Data listing
"""

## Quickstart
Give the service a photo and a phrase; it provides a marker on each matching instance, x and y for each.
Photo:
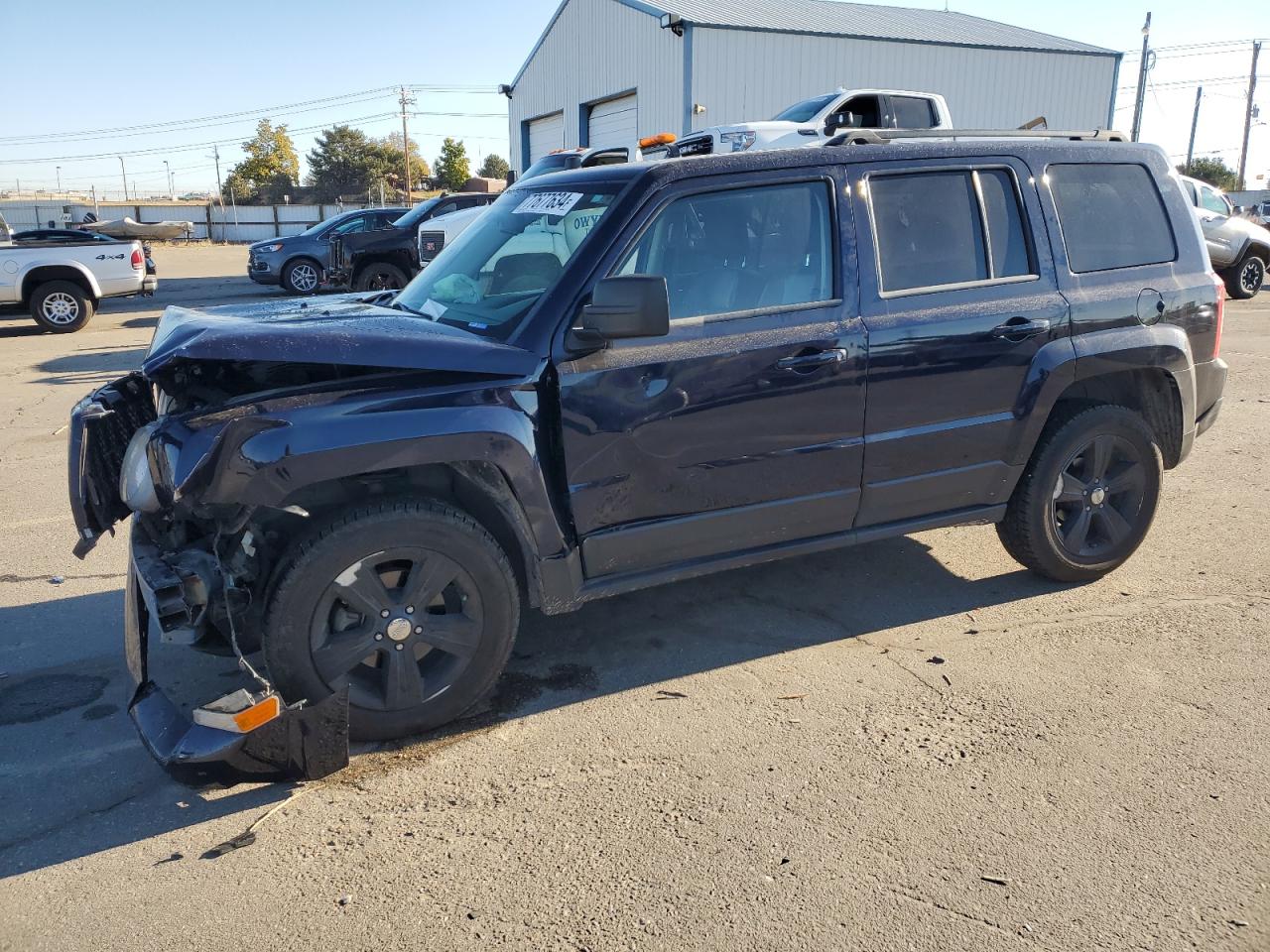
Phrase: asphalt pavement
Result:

"""

Exercise requirements
Write out the lines above again, replacing "marker" with "pin" and changing nothing else, but leave out the picture.

Response for this exercise
## Quickstart
Give the service a photo and a phrase; it provides a pin on each matching instance, x and y for each.
Photo:
Phrase: asphalt pavement
Result:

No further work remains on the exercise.